### WHAT YOU ARE ASKED TO DO:
Give the listing again in full, exactly as written.

***

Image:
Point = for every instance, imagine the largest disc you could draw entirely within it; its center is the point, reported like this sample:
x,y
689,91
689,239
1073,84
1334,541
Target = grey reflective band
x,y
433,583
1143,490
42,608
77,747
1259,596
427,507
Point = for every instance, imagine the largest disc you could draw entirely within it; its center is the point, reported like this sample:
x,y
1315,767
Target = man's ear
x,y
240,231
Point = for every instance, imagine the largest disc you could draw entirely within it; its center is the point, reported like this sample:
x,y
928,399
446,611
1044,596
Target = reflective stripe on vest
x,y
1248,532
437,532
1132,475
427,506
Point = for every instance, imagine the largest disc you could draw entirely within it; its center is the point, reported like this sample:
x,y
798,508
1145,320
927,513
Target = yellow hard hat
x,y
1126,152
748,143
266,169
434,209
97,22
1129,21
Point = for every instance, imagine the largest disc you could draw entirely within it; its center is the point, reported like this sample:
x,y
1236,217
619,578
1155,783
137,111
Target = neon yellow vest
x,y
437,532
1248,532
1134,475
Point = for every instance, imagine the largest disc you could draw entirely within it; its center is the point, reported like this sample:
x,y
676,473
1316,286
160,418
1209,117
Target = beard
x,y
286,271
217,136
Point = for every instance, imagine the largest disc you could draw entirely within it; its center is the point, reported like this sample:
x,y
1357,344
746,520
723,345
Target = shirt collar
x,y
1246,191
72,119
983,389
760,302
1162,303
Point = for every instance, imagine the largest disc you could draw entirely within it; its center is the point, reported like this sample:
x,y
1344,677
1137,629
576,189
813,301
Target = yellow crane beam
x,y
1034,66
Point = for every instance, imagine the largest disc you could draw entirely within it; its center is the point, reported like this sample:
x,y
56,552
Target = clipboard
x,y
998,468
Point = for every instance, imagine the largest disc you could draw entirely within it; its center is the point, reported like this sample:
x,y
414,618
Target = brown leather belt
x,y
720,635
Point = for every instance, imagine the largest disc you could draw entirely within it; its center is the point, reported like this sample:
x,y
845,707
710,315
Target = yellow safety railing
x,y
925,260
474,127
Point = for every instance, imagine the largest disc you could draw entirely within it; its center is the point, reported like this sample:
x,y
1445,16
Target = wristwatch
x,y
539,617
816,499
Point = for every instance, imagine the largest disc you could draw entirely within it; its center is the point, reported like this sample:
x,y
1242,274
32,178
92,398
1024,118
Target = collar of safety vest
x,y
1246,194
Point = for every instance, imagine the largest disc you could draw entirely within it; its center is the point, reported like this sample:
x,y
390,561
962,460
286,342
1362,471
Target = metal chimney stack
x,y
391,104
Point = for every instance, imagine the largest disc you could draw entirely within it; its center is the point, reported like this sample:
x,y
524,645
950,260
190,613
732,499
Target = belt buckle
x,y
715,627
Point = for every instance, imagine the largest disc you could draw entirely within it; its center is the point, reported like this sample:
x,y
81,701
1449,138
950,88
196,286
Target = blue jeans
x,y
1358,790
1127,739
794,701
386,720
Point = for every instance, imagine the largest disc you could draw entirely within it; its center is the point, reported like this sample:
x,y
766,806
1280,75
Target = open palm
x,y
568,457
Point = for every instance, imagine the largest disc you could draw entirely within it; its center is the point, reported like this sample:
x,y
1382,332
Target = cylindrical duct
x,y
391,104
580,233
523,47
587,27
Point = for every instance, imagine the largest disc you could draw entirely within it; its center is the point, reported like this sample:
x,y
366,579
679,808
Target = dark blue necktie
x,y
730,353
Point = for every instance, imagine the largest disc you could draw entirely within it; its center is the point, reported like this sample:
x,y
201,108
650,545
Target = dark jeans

***

### THE COMPLETED TASK:
Image:
Point = for every instance, imagine the largest disc you could draw entirely within it; its center is the point, reported like this sample:
x,y
689,91
689,239
1073,84
1334,541
Target = grey reflective band
x,y
433,583
1143,490
42,608
77,747
1259,596
427,507
Point = for every instance, imagine the largest disc you could draw entirely within it; its center is the point, reported like this sample:
x,y
1315,767
Target = man's ear
x,y
240,231
Point = for every instance, imagine the largest disc you could draw entirely within it; its center is the point, reported like this sample:
x,y
928,399
446,611
1044,596
Target = reflective stripe on vest
x,y
1248,532
437,532
1132,475
427,506
Point = for every instance, imagine the largest disc you could draw entirely within it; its center is the point, reported like this sample:
x,y
798,508
1145,320
927,513
Target = yellow hard hat
x,y
1126,152
748,143
266,169
434,209
97,22
1129,21
Point = for every instance, imagine the largest disc you could draw entirely within it; its center is the point, reported like this sample:
x,y
1236,217
619,578
1155,783
137,111
Target = neon yellow vest
x,y
437,532
1248,532
1134,475
Point = for every instance, imagine the largest disc you could draw entirely within it; its center is the point, reported like this sample:
x,y
676,473
1316,286
160,418
1209,117
Target = beard
x,y
286,271
217,136
Point = for every instance, imagine the largest disc you could draw entirely within it; its center is the point, reported like this sample:
x,y
1357,344
746,520
723,345
Target = shirt collar
x,y
1246,191
72,119
983,389
760,302
1162,303
Point = for every instance, imagine the largest disc you could draw entirely within it; its center is the point, reported like this sample:
x,y
1344,677
1137,629
576,189
813,301
Target = yellow crane beam
x,y
1034,66
Point = for every instance, imagine the largest disc you could draw entirely within it; its center is the point, reported like this sample:
x,y
56,552
Target = clipboard
x,y
998,468
Point = for every instance, imagine the largest disc you could draw entirely within it; its center is the point, reported like this sample:
x,y
414,618
Target = brown leather belt
x,y
720,635
Point = for every instance, imagine the largest disc you could draw entirely within it; its center is the point, reported like this sample:
x,y
845,707
710,315
Target = yellow safety railing
x,y
925,260
474,127
Point = for every instance, imagine the largest disc you could draw entirely within it; its center is the point, reported like this sample:
x,y
1445,16
Target = wristwatch
x,y
539,617
816,499
Point = for every instance, imagine the largest disc you could draw entirely within it; its center is the point, reported like this sample:
x,y
1242,274
32,178
92,398
1024,118
Target = collar of safety vest
x,y
1246,194
Point = for every instance, imagine the largest disc you could draw entirely within it; its center is the point, reported like this sample:
x,y
390,561
962,460
286,342
1362,471
Target = metal chimney stack
x,y
391,104
Point = for every instance, imagine the largest disc you could draw entirely within it; its center is the point, reported like this sample:
x,y
524,645
950,260
190,613
732,499
Target = belt buckle
x,y
715,627
Point = for every instance, imagine the largest disc you could draw entirely within it; its center is the point, reported like this sample:
x,y
81,701
1449,138
950,88
196,286
Target = blue jeans
x,y
1358,790
1127,739
794,701
386,720
Point = for every instance, imagine the largest disc you could draw entirely within it; its center is the point, reported like this sample:
x,y
766,806
1280,75
Target = open palm
x,y
568,457
Point = for every instance, imagine the largest disc you could draw entirely within it; its center is the point, reported like this sample:
x,y
1382,332
Target = cylindrical duct
x,y
391,104
580,233
523,47
587,27
Point = for every instance, imagine the largest disc you could draw entirely within it; its center is the point, reported like this sample:
x,y
366,579
679,808
Target = dark blue necktie
x,y
730,353
Point = for every instance, imagine the largest disc you could draw entirely within it; its center is the point, reported like this sample:
x,y
201,108
650,545
Target = dark jeans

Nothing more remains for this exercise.